#### THE EXERCISE:
Present the part of the rows below that opens with the line containing "Where can you spot the man's fingers" and closes with the line containing "Where can you spot the dense", both ends included, as a Markdown table with the columns "No." and "Line text". Number each line, skip blank lines, and leave the pictures out.

======== RECORDS FOR THIS EXERCISE

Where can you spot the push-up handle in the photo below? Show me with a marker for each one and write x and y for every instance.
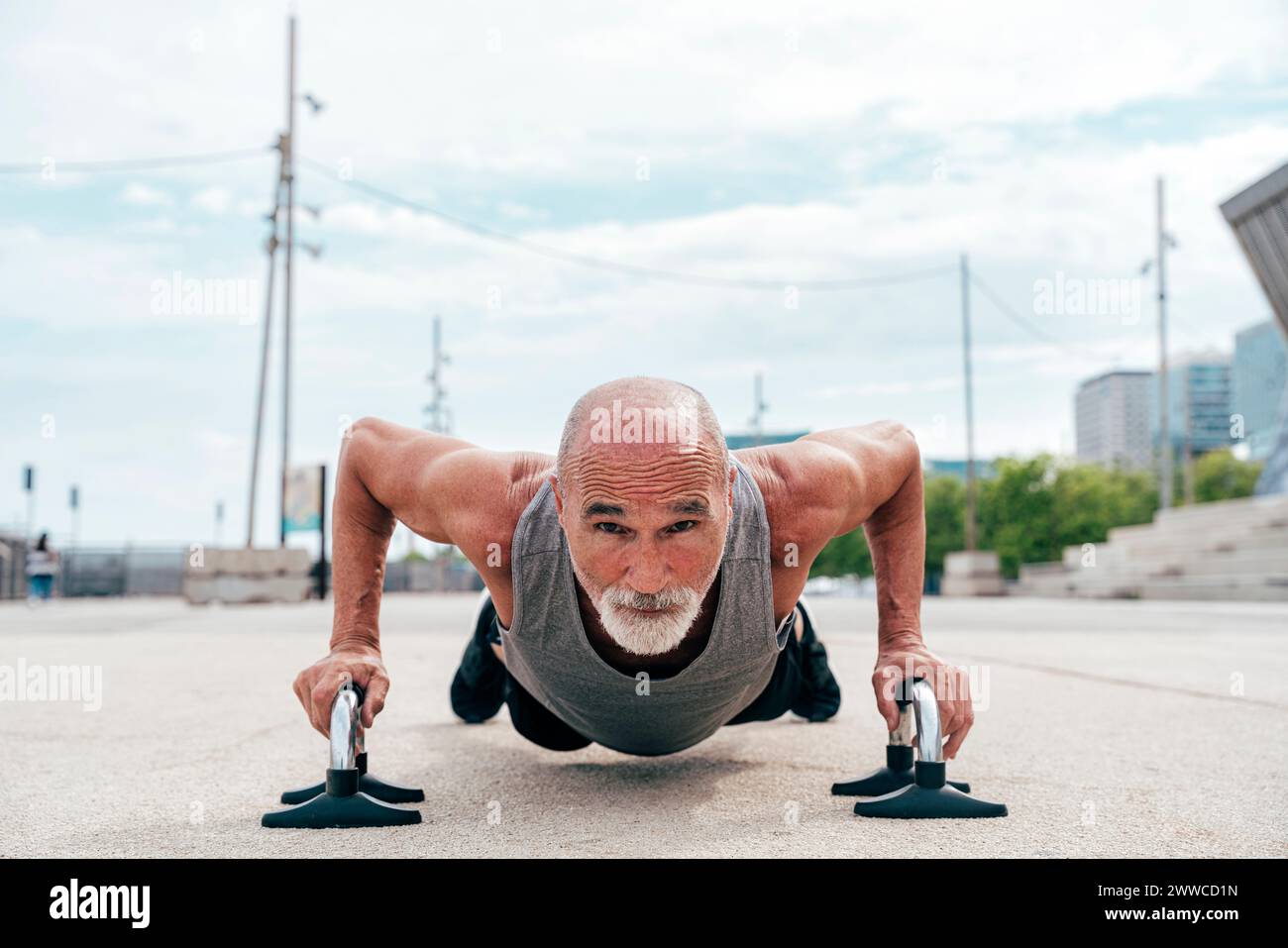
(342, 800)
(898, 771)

================
======== RECORDS FOR THIS EXERCISE

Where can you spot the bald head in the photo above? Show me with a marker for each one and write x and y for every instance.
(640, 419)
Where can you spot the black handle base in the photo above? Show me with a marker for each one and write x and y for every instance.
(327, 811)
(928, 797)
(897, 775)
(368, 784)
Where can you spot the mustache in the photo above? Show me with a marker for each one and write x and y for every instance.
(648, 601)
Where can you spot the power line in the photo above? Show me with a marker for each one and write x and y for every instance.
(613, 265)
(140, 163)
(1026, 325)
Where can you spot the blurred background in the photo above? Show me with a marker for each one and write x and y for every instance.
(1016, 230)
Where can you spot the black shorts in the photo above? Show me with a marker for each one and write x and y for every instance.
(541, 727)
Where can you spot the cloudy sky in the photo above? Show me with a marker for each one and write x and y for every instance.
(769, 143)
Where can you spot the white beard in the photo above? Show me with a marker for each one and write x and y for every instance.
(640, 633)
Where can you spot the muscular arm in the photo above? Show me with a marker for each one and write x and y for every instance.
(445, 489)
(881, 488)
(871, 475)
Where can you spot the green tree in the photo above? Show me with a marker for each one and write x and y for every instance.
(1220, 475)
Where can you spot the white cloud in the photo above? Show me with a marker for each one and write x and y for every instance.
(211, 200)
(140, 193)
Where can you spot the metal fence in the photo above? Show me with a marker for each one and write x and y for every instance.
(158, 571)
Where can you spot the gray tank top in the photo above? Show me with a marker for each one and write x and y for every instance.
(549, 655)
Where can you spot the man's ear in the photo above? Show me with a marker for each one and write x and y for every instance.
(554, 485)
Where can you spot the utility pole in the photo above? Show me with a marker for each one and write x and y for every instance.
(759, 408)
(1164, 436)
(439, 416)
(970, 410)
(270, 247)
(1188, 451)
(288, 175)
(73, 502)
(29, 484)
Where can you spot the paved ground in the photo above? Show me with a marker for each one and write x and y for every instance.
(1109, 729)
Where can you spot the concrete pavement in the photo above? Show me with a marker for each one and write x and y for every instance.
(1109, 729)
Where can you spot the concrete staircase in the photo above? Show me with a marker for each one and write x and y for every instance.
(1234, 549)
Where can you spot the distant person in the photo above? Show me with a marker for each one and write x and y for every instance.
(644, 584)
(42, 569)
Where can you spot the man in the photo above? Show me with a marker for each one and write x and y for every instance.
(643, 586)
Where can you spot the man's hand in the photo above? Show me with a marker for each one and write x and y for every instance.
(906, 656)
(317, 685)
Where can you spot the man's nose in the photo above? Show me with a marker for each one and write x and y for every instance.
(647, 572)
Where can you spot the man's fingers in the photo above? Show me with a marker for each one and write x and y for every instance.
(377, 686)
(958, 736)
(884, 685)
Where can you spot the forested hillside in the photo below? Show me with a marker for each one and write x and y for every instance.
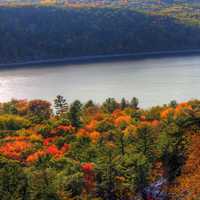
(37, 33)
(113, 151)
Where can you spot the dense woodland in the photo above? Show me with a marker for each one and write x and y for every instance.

================

#### EXERCISE RESPONSE:
| No. | Line text |
|---|---|
| 1 | Where can you spot the man's fingers in the photo above? Show me with a marker for each one and write x and y for every instance. |
| 2 | (377, 686) |
| 3 | (958, 736) |
| 4 | (884, 685) |
| 5 | Where can you spot the forested hillside in the photo below? Show me with a marker for each one and write x and y for every instance. |
| 6 | (37, 33) |
| 7 | (113, 151) |
| 8 | Where can you spot the dense woodland in the photo above? Show me with a marker for each one and write x and y for every instance. |